● WHAT IS REQUIRED
Each line from the one with "toe in the photo above." to the final line of the data must be reproduced exactly, and no other line may appear.

● MATERIAL PROVIDED
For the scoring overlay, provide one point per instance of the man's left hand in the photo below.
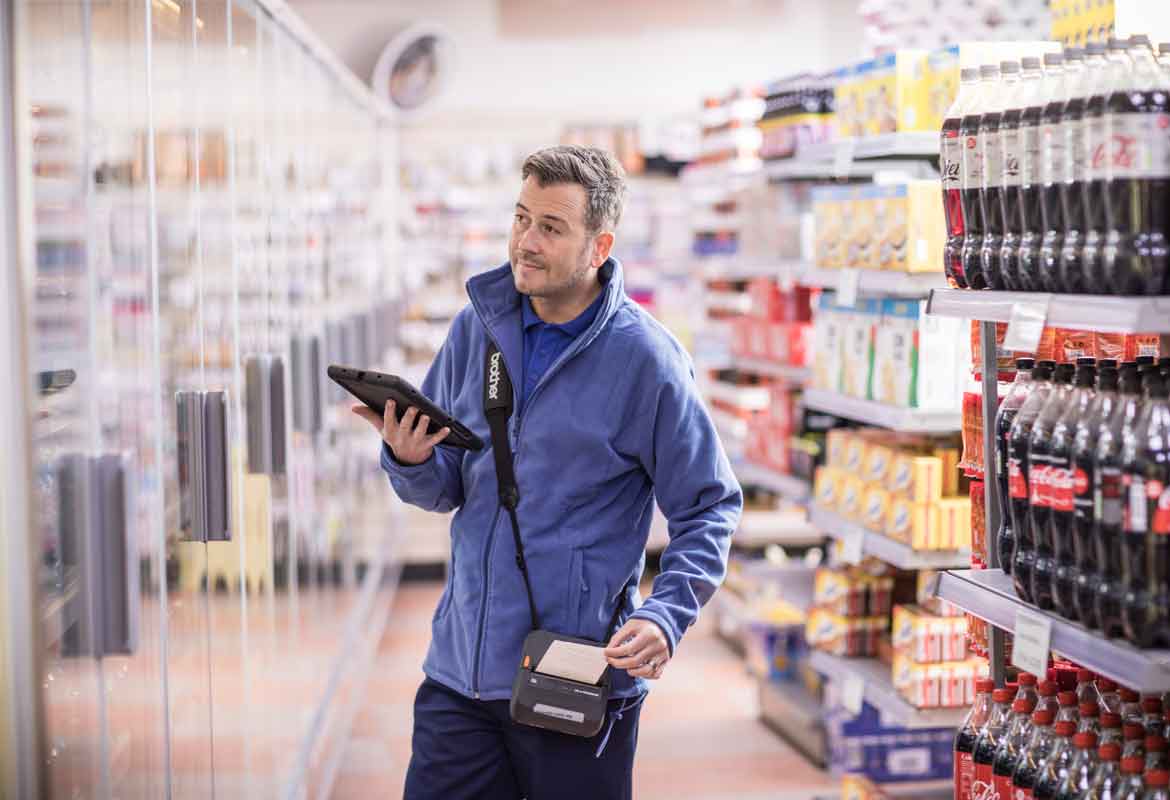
(640, 648)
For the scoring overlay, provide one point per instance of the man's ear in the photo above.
(601, 246)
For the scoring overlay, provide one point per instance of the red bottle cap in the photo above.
(1109, 752)
(1045, 717)
(1133, 766)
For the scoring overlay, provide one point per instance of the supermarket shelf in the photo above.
(878, 282)
(759, 529)
(893, 552)
(916, 144)
(789, 487)
(1093, 312)
(895, 418)
(796, 715)
(989, 594)
(749, 398)
(764, 369)
(881, 694)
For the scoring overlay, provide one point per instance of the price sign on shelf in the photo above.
(1033, 640)
(853, 694)
(1026, 324)
(848, 283)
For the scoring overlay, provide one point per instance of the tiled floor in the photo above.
(695, 743)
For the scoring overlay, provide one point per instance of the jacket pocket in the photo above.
(577, 591)
(448, 591)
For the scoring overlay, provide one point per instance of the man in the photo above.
(607, 418)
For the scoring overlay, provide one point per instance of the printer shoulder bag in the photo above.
(538, 700)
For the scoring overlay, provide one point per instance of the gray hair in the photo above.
(594, 170)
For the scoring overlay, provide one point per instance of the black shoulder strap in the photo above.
(497, 407)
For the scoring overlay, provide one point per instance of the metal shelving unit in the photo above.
(893, 552)
(895, 418)
(790, 487)
(1096, 312)
(880, 692)
(989, 594)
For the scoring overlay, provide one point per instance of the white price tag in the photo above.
(853, 694)
(852, 550)
(842, 157)
(1032, 642)
(1026, 325)
(848, 283)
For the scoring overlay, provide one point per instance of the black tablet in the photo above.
(374, 388)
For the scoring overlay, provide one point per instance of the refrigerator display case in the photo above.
(208, 207)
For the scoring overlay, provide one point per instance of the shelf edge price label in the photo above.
(1032, 642)
(853, 694)
(853, 546)
(848, 284)
(1026, 324)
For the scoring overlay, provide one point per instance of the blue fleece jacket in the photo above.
(616, 422)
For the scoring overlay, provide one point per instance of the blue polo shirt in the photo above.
(544, 343)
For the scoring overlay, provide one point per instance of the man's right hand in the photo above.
(407, 440)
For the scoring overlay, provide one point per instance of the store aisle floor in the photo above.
(700, 738)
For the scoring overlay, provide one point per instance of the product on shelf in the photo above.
(1078, 172)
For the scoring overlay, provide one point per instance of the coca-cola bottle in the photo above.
(1137, 207)
(951, 166)
(1146, 521)
(1110, 695)
(1011, 745)
(1156, 785)
(1130, 707)
(1107, 503)
(1085, 443)
(1020, 166)
(1107, 778)
(1054, 170)
(986, 744)
(1062, 471)
(1037, 749)
(1043, 485)
(967, 736)
(1098, 118)
(1055, 766)
(1081, 769)
(1131, 786)
(1068, 261)
(1010, 406)
(993, 176)
(975, 184)
(1018, 469)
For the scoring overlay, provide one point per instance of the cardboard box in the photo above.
(919, 478)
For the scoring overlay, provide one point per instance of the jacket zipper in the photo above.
(517, 423)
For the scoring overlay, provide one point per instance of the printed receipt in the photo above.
(583, 663)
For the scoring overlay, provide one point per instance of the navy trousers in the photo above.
(465, 749)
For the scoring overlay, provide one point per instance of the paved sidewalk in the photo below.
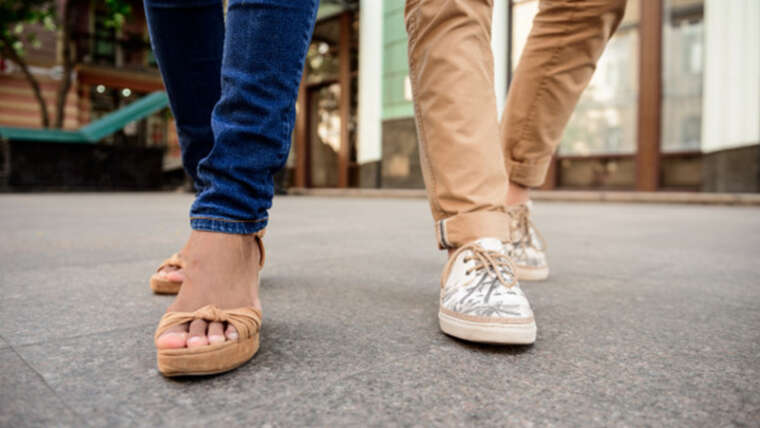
(651, 317)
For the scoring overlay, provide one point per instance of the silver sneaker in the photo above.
(481, 300)
(527, 247)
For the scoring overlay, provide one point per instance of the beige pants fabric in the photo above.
(467, 156)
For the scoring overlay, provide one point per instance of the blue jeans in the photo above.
(233, 97)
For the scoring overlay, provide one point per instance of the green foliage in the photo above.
(119, 11)
(16, 15)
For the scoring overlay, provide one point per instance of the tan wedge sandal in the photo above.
(212, 359)
(159, 285)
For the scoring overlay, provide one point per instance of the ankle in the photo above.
(517, 194)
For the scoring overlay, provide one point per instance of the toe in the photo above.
(197, 334)
(231, 333)
(215, 333)
(174, 276)
(175, 337)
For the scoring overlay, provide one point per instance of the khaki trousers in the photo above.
(467, 156)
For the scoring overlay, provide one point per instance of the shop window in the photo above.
(682, 65)
(604, 121)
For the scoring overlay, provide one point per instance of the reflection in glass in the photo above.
(682, 64)
(604, 122)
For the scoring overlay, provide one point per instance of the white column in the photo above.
(731, 82)
(369, 135)
(499, 29)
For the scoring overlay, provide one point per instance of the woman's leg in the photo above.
(264, 49)
(187, 39)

● EXPECTED ANSWER
For the scoring overlay, provide one point per instance of the toe in the photo above.
(197, 334)
(231, 333)
(215, 333)
(174, 276)
(175, 337)
For the scoring overlay, provide one point per instance of the khaki trousers in the photo above.
(467, 156)
For the scoring overlay, provide one point per instance of the shop window in the photo above.
(682, 65)
(604, 121)
For the scoring overlay, provide one point per instance of the reflection in glass in the photo above.
(682, 64)
(604, 122)
For the scoring overlay, provide one point per instance of the white column in the photo above.
(731, 82)
(369, 135)
(499, 29)
For the scoring overlay, provide one point per instance of the woman's leg in the photo above.
(264, 49)
(187, 39)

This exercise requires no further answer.